» Goal of the exercise: An exact copy of the records is needed; please leave the images out.

» Records to process:
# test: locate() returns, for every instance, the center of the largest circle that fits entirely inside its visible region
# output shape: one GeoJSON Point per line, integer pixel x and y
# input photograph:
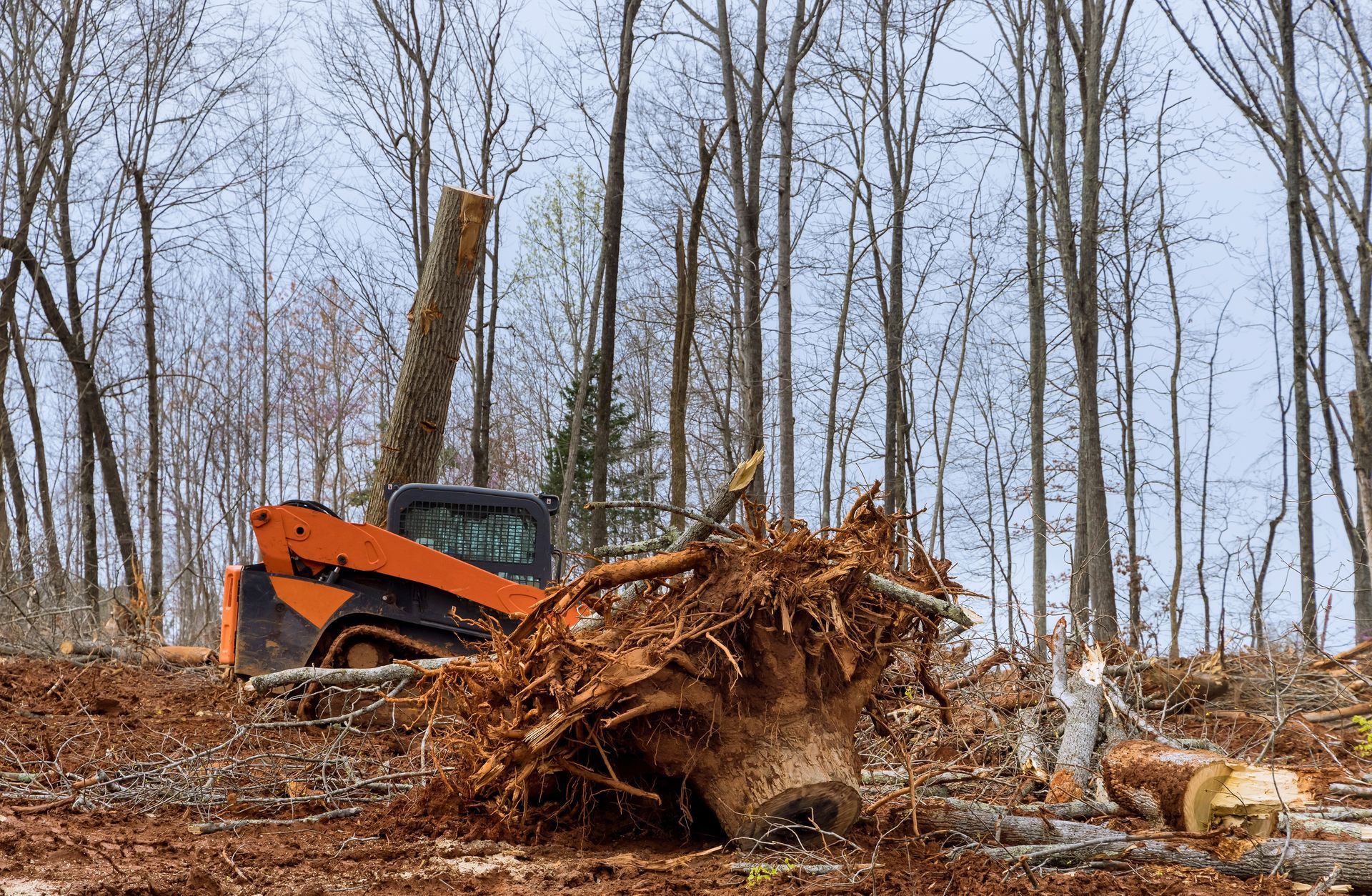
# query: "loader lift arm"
{"type": "Point", "coordinates": [329, 592]}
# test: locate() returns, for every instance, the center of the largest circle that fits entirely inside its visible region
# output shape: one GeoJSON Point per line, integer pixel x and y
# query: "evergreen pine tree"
{"type": "Point", "coordinates": [627, 478]}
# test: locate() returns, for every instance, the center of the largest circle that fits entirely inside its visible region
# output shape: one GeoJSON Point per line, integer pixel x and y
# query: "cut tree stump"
{"type": "Point", "coordinates": [781, 763]}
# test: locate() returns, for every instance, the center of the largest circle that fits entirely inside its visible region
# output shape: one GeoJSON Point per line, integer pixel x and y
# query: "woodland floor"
{"type": "Point", "coordinates": [74, 715]}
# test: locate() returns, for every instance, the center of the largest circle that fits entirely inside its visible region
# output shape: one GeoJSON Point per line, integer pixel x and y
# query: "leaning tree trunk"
{"type": "Point", "coordinates": [419, 417]}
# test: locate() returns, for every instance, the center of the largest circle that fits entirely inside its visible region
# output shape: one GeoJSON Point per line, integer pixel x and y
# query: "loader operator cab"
{"type": "Point", "coordinates": [450, 563]}
{"type": "Point", "coordinates": [507, 533]}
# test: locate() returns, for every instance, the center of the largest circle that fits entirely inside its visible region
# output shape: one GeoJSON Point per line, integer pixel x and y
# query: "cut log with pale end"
{"type": "Point", "coordinates": [1165, 784]}
{"type": "Point", "coordinates": [1261, 793]}
{"type": "Point", "coordinates": [1303, 861]}
{"type": "Point", "coordinates": [1197, 791]}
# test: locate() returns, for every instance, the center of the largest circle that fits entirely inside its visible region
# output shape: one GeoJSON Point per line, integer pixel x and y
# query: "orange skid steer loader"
{"type": "Point", "coordinates": [349, 594]}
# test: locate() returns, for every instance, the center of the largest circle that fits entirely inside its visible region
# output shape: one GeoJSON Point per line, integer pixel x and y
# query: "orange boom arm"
{"type": "Point", "coordinates": [320, 539]}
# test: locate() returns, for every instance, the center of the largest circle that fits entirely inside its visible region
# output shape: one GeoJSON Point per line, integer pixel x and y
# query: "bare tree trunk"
{"type": "Point", "coordinates": [11, 464]}
{"type": "Point", "coordinates": [610, 253]}
{"type": "Point", "coordinates": [797, 46]}
{"type": "Point", "coordinates": [88, 523]}
{"type": "Point", "coordinates": [684, 335]}
{"type": "Point", "coordinates": [841, 335]}
{"type": "Point", "coordinates": [55, 577]}
{"type": "Point", "coordinates": [154, 407]}
{"type": "Point", "coordinates": [1293, 180]}
{"type": "Point", "coordinates": [1095, 560]}
{"type": "Point", "coordinates": [744, 177]}
{"type": "Point", "coordinates": [1173, 389]}
{"type": "Point", "coordinates": [89, 404]}
{"type": "Point", "coordinates": [1205, 482]}
{"type": "Point", "coordinates": [1028, 119]}
{"type": "Point", "coordinates": [419, 416]}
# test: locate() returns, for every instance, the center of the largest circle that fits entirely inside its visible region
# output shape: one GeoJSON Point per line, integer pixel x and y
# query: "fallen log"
{"type": "Point", "coordinates": [1303, 861]}
{"type": "Point", "coordinates": [149, 654]}
{"type": "Point", "coordinates": [1194, 791]}
{"type": "Point", "coordinates": [1164, 784]}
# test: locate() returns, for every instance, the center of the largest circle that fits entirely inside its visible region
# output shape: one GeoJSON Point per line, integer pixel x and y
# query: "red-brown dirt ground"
{"type": "Point", "coordinates": [79, 717]}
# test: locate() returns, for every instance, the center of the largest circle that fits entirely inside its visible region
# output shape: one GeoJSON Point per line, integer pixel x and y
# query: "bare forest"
{"type": "Point", "coordinates": [1040, 327]}
{"type": "Point", "coordinates": [1088, 289]}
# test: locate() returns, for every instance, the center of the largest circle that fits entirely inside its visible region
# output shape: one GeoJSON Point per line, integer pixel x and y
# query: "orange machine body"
{"type": "Point", "coordinates": [323, 578]}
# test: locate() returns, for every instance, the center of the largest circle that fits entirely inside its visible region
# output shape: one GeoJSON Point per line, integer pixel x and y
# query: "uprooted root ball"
{"type": "Point", "coordinates": [740, 667]}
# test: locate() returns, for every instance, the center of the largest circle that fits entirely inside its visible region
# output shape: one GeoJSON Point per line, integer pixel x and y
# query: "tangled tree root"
{"type": "Point", "coordinates": [740, 667]}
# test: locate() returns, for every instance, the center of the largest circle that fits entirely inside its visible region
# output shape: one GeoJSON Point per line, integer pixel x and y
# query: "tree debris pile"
{"type": "Point", "coordinates": [738, 666]}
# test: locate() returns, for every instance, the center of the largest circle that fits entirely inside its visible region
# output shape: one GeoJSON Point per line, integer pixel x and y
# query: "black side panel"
{"type": "Point", "coordinates": [507, 533]}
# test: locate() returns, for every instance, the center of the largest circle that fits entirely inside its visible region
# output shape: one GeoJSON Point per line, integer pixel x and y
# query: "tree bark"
{"type": "Point", "coordinates": [610, 253]}
{"type": "Point", "coordinates": [797, 44]}
{"type": "Point", "coordinates": [1293, 180]}
{"type": "Point", "coordinates": [744, 176]}
{"type": "Point", "coordinates": [684, 335]}
{"type": "Point", "coordinates": [1094, 560]}
{"type": "Point", "coordinates": [438, 319]}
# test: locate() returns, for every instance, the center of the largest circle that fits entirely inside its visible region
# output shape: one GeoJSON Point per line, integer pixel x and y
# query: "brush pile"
{"type": "Point", "coordinates": [736, 669]}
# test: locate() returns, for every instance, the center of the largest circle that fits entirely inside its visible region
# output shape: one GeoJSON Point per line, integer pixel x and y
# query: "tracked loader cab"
{"type": "Point", "coordinates": [350, 594]}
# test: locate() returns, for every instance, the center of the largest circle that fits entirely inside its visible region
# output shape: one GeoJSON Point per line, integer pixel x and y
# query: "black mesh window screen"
{"type": "Point", "coordinates": [472, 533]}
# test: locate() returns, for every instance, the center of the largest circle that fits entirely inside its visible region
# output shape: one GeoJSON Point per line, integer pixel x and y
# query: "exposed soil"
{"type": "Point", "coordinates": [83, 715]}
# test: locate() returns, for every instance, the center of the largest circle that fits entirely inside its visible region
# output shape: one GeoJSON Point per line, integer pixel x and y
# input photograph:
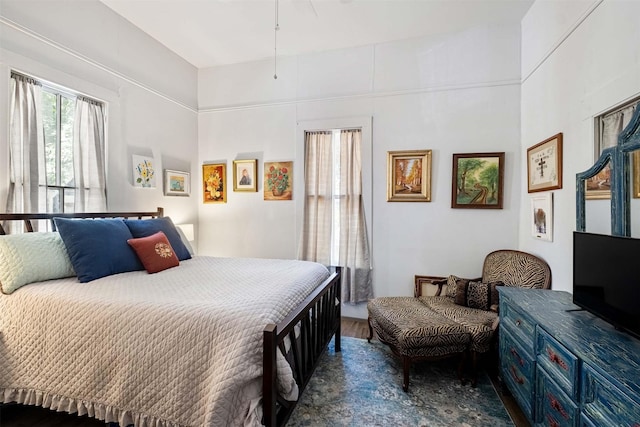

» Your solution:
# test: locate() returns, for every instance, the center of the largest circle that fits entirely inside its visible region
# output shape: one GeoJSON Point per line, integer pixel x and y
# input photograph:
# query: "loader lift arm"
{"type": "Point", "coordinates": [329, 592]}
# test: locate() returns, for every instance, the center of the largest circle that fits entirely inside its visible region
# output shape: one GeoJSON Point per line, integer pixel x and y
# query: "evergreen pine tree"
{"type": "Point", "coordinates": [627, 478]}
# test: locate() returns, for every instance, the center of the largest circle that fits entirely inside its visible region
# output shape: one GeoJSON Point per line, integer pixel x and y
# query: "cut tree stump"
{"type": "Point", "coordinates": [781, 763]}
# test: locate() returns, for every instance, the center of the largest circle that fits entirely inside its visible region
# output shape: one GeoJSON Point per line, integer pixel x and y
# query: "woodland floor"
{"type": "Point", "coordinates": [74, 715]}
# test: locate() returns, for every instance, the center of the largest circle that fits entirely inside its visible region
# output shape: one GeoJSON Point per line, integer pixel x and y
# query: "leaning tree trunk"
{"type": "Point", "coordinates": [419, 417]}
# test: locate() returns, for every instance, the center of the largest circle that fits entirely inside its visible region
# output shape: one GeoJSON Point per line, integer pixel x and y
# query: "loader operator cab"
{"type": "Point", "coordinates": [450, 563]}
{"type": "Point", "coordinates": [507, 533]}
# test: locate() returns, for every instance, the center of the largest circle that fits entirely inside its visible region
# output shape: one GeoJSON Point per line, integer pixel x and y
# query: "cut log with pale end"
{"type": "Point", "coordinates": [1165, 784]}
{"type": "Point", "coordinates": [1261, 793]}
{"type": "Point", "coordinates": [1303, 861]}
{"type": "Point", "coordinates": [1197, 791]}
# test: locate() returns, for every instance, the center of the largest circle that fits entirely inside its visible region
# output shape: one GeoJSON Point per line, integer pixel x and y
# query: "orange skid steer loader"
{"type": "Point", "coordinates": [349, 594]}
# test: locate() returns, for every instance, the center of the largest circle that fits entirely inside its visible region
# output shape: one GeoJSON Point per line, integer pixel x and y
# query: "orange boom arm"
{"type": "Point", "coordinates": [320, 539]}
# test: locate() returns, for every instance, the center of the largest circle that fits entirely inside its visible region
# output shape: one GeoJSON Point per line, integer pixel x and y
# query: "bare tree trunk"
{"type": "Point", "coordinates": [11, 464]}
{"type": "Point", "coordinates": [610, 253]}
{"type": "Point", "coordinates": [797, 46]}
{"type": "Point", "coordinates": [88, 523]}
{"type": "Point", "coordinates": [684, 335]}
{"type": "Point", "coordinates": [841, 335]}
{"type": "Point", "coordinates": [55, 577]}
{"type": "Point", "coordinates": [154, 407]}
{"type": "Point", "coordinates": [1293, 180]}
{"type": "Point", "coordinates": [1095, 560]}
{"type": "Point", "coordinates": [744, 177]}
{"type": "Point", "coordinates": [1173, 389]}
{"type": "Point", "coordinates": [89, 404]}
{"type": "Point", "coordinates": [1205, 482]}
{"type": "Point", "coordinates": [1028, 119]}
{"type": "Point", "coordinates": [419, 416]}
# test: locate() returns, for every instance, the center of the largest circle that fits entirely inside its visible region
# output shape: one GeoJSON Point per line, integer pixel x and y
# query: "fallen log"
{"type": "Point", "coordinates": [1303, 861]}
{"type": "Point", "coordinates": [149, 654]}
{"type": "Point", "coordinates": [1194, 791]}
{"type": "Point", "coordinates": [1164, 784]}
# test: locate() returns, for every instance, the center of the largest circle that fits entirely inside its visible region
# output shape: one GeoJSON Point per line, integer pixel x and y
# query: "red-brown dirt ground"
{"type": "Point", "coordinates": [79, 717]}
# test: locate() returns, for every instance, the center of the largest circle that fits entirely inside its visible region
# output shape: one GeoJSON Point per line, integer pixel x and y
# query: "bare forest"
{"type": "Point", "coordinates": [1040, 327]}
{"type": "Point", "coordinates": [1088, 289]}
# test: locate() returns, for every instance, the center of the largest circle that fits entirely inside its visible region
# output shape: one GeoJSON Point per line, integer pixel x and y
# query: "orange machine body"
{"type": "Point", "coordinates": [323, 578]}
# test: locate() returns, for every instance, the center of the largest circle that fits entirely inside its visible region
# output shape: one GeoJSON Point per line, integer pixel x and y
# query: "uprooted root ball"
{"type": "Point", "coordinates": [740, 667]}
# test: locate() returns, for every instance, the center of the largest circle that fits entirely inside its visible region
# output shape: one GeoJSON Point per line, integer pixel x and y
# query: "tangled tree root"
{"type": "Point", "coordinates": [740, 667]}
# test: locate() returns, for every instance, the center of the largest circle that fits entirely inside its visible region
# output shape: one GeoJSON Point per line, integer pixel x and y
# query: "tree debris pile"
{"type": "Point", "coordinates": [738, 666]}
# test: locate() returns, for every instance, the center of the largest circle that fits entirely inside its visible region
# output shape: one GeoJSON Point per line, integer pixel x and y
# query: "black side panel"
{"type": "Point", "coordinates": [507, 533]}
# test: locate() returns, for every instance, the center of the largest circle that fits entirely inside its visible region
# output shape: one GeoJSON Point per line, integer pixel x and y
# query: "tree bark"
{"type": "Point", "coordinates": [610, 253]}
{"type": "Point", "coordinates": [797, 44]}
{"type": "Point", "coordinates": [1293, 180]}
{"type": "Point", "coordinates": [744, 176]}
{"type": "Point", "coordinates": [684, 335]}
{"type": "Point", "coordinates": [1094, 560]}
{"type": "Point", "coordinates": [438, 319]}
# test: locate() returns, for every instance, the center of the largest circle that fits entirely inside its visible region
# output shape: one GeoJSON Point per line, integer pixel x and y
# query: "brush pile"
{"type": "Point", "coordinates": [736, 669]}
# test: locate() returns, for every instance, the center of the largest circle that fits entirely inside its visible region
# output shape: one GeoJSON Point per line, integer pixel x and y
# query: "tracked loader cab"
{"type": "Point", "coordinates": [350, 594]}
# test: locate() returns, for every instance, the center of the largest circle that fits entirely inside its visible region
# output shape: one GeoJSON Point per line, integer pixel x and y
# query: "black mesh window screen"
{"type": "Point", "coordinates": [472, 533]}
# test: locate() returns, for every instance, the center of the largest circle that fits entirely inside its visible region
# output shape: one GeoJSON Point per line, integer pixel x and y
# query: "exposed soil"
{"type": "Point", "coordinates": [83, 715]}
# test: locate() returns, for every instance, the center of the largest circle that fits entirely inside its visible region
# output shape: one GeoJSON Point per line, integer pixel x and y
# input photograph:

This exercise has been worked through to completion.